Work order =>
Please copy out the article on protecting broilers from E. coli word for word, in full.

New studies have shed light on how best to protect broilers
Different strains of E. coli are ubiquitous through the poultry population, forming part of the normal intestinal tract flora of birds. So why do they sometimes go almost unnoticed, but at other times lead to serious disease? “If you have a very healthy flock, E. coli might not cause too much of a problem but if there is another disease present, or any other kind of stress on the birds, you will start to see E. coli related diseases coming in,” says John Kenyon, Zoetis national poultry veterinary manager.
When this happens, there can be a major impact on performance with reduced egg output and broiler growth, increased lameness and mortality.
One of the biggest costs is in carcase quality – often with reject levels at the processing plant of more than 40% due to E. coli infection. In the past the solution was typically sought in antibiotics, but this is becoming less desirable and frequently no longer viable. “We’re very limited in terms of what antibiotics are available with a zero-day egg withdrawal,” says Kenyon. “There is limited scope in the commercially available antibiotics that will be effective against E. coli. “
“When you test for sensitivities with the E. coli strains isolated on the farm, it is not uncommon to find that E. coli will be resistant to all of the active components in available zero-day egg withdrawal antibiotics. You don’t want to give them something that will mean you throw away eggs for seven days.” Good hygiene at the hatchery and on the farm plays a vital role. Increasingly today the industry is looking towards vaccines. Traditionally autogenous, inactivated vaccines have helped to protect against specific E. coli strains.

Material supplied =>
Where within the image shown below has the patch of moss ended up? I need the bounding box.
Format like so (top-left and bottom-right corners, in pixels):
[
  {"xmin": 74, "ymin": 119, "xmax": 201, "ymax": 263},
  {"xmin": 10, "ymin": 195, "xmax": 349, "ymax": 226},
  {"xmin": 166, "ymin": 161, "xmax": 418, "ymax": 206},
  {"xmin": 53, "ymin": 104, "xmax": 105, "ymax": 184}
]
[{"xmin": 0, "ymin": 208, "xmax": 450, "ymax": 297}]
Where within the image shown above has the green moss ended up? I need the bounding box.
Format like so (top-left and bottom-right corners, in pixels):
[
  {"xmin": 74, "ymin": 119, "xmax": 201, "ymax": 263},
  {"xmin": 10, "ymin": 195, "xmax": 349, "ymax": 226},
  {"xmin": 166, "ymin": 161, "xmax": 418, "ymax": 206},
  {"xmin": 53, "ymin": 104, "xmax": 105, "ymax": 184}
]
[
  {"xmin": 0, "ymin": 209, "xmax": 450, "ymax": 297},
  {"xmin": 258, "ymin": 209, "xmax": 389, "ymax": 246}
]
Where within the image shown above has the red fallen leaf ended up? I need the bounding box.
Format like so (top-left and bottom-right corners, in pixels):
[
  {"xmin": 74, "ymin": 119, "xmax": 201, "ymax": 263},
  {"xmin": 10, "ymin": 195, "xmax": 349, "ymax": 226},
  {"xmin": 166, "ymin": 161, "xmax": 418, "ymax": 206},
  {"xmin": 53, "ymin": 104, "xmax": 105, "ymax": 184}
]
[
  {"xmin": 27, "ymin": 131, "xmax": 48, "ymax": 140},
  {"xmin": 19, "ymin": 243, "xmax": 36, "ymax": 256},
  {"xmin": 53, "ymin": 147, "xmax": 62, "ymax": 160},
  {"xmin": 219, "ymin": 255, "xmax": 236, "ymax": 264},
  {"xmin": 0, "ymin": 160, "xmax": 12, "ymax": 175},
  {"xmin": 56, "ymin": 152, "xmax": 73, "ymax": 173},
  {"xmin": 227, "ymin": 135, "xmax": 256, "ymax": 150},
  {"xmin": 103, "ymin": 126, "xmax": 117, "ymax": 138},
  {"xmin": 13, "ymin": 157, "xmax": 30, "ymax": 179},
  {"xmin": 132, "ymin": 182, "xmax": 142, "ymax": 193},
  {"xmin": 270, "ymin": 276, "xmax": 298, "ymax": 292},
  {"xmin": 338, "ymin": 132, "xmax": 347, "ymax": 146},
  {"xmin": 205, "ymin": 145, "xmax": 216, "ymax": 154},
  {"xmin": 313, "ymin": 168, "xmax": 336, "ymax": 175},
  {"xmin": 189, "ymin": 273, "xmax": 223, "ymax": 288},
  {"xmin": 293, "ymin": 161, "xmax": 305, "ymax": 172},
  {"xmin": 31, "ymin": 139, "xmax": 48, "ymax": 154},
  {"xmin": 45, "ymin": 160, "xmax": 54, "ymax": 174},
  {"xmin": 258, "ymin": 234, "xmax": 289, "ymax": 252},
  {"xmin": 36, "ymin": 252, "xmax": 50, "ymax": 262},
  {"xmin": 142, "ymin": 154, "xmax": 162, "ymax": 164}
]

Written reply =>
New studies have shed light on how best to protect broilers
Different strains of E. coli are ubiquitous through the poultry population, forming part of the normal intestinal tract flora of birds. So why do they sometimes go almost unnoticed, but at other times lead to serious disease? “If you have a very healthy flock, E. coli might not cause too much of a problem but if there is another disease present, or any other kind of stress on the birds, you will start to see E. coli related diseases coming in,” says John Kenyon, Zoetis national poultry veterinary manager.
When this happens, there can be a major impact on performance with reduced egg output and broiler growth, increased lameness and mortality.
One of the biggest costs is in carcase quality – often with reject levels at the processing plant of more than 40% due to E. coli infection. In the past the solution was typically sought in antibiotics, but this is becoming less desirable and frequently no longer viable. “We’re very limited in terms of what antibiotics are available with a zero-day egg withdrawal,” says Kenyon. “There is limited scope in the commercially available antibiotics that will be effective against E. coli. “
“When you test for sensitivities with the E. coli strains isolated on the farm, it is not uncommon to find that E. coli will be resistant to all of the active components in available zero-day egg withdrawal antibiotics. You don’t want to give them something that will mean you throw away eggs for seven days.” Good hygiene at the hatchery and on the farm plays a vital role. Increasingly today the industry is looking towards vaccines. Traditionally autogenous, inactivated vaccines have helped to protect against specific E. coli strains.